Objectifs:
a) Répondez aux questions suivantes à l'aide du texte sur la négociation obligatoire en entreprise.
(i) À partir de quel nombre de salariés une entreprise qui n'est pas de dimension communautaire est-elle concernée par la négociation triennale ?
(ii) Dans quel délai l'employeur doit-il transmettre aux autres organisations représentatives la demande de négociation faite par une organisation syndicale ?
(iii) À quelle condition l'employeur peut-il se faire assister pendant la négociation ?
b) Prolongez le texte sur la négociation obligatoire en entreprise en reprenant juste après sa dernière phrase.

Négociation triennale sur la gestion des emplois et des parcours professionnels et la mixité des métiers
Cette négociation ne concerne que :
- Les entreprises et les groupes d'entreprises d'au moins 300 salariés
- Les entreprises et les groupes d'entreprises de dimension communautaire comportant au moins un établissement ou une entreprise d'au moins 50 salariés en France
Elle porte sur :
- La mise en place d'un dispositif de gestion prévisionnelle des emplois et des compétences,
- Les conditions de la mobilité professionnelle ou géographique interne à l'entreprise,
- La formation professionnelle,
- Les perspectives de recours par l'employeur aux différents contrats de travail, au travail à temps partiel et aux stages et les moyens mis en œuvre pour diminuer le recours aux emplois précaires,
- Les conditions dans lesquelles les entreprises sous-traitantes sont informées des orientations stratégiques de l'entreprise ayant un effet sur leurs métiers, l'emploi et les compétences,
- Le déroulement de carrière des salariés exerçant des responsabilités syndicales et l'exercice de leurs fonctions.
Comment mettre en œuvre la négociation annuelle obligatoire au sein de votre entreprise ?
Qui l'engage ?
C’est à l’employeur de prendre l’initiative d’engager les négociations obligatoires. Il doit inviter à la négociation toutes les organisations syndicales représentatives dans l’entreprise.
Pour une question de preuve, il est préconisé de procéder à cette invitation par écrit (lettre recommandée avec accusé de réception, lettre remise en main propre contre décharge ou, a minima, par mail).
En cas de carence de l’employeur, une organisation syndicale représentative peut faire la demande expresse d’ouverture d’une négociation. L’employeur est alors tenu de :
- Transmettre la demande de négociation aux autres organisations représentatives dans les huit jours
- Convoquer les parties à la négociation dans les quinze jours
Qui participe ?
Comme toute négociation d’accord collectif, la NAO se négocie entre l'employeur et les organisations syndicales de salariés représentatives dans l'entreprise.
Ainsi, participe à la NAO :
- Une délégation patronale, composée de l’employeur ou de son représentant. Il est admis que l’employeur puisse se faire assister au cours de la négociation, sous réserve que la délégation patronale ne soit pas plus importante que la délégation salariale.

Enregistrements d'étiquetage de régions
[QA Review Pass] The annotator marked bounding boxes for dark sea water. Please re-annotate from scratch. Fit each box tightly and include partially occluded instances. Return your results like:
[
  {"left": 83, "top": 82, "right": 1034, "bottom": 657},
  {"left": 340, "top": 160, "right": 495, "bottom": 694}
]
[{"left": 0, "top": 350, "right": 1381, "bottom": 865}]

Réponses attendues:
a)
(i) Au moins 300 salariés.
(ii) Dans les huit jours.
(iii) La délégation patronale ne doit pas être plus importante que la délégation salariale.

b)
- Une délégation salariale, qui comprend pour chacune des organisations syndicales représentatives, le délégué syndical de l'organisation dans l'entreprise ou, en cas de pluralité de délégués, au moins deux délégués syndicaux. Chaque organisation syndicale peut compléter sa délégation par des salariés de l'entreprise.
A défaut d’accord, le nombre de salariés par délégation doit être au plus égal au nombre de délégués syndicaux de la délégation. Toutefois, dans les entreprises pourvues d'un seul délégué syndical, le nombre de salariés peut être porté à deux.
💡 Bon à savoir : Sauf accord contraire des négociateurs, ni la délégation patronale ni la délégation salariale ne peuvent comprendre des personnes étrangères à l'entreprise.
Quel est le calendrier à respecter ?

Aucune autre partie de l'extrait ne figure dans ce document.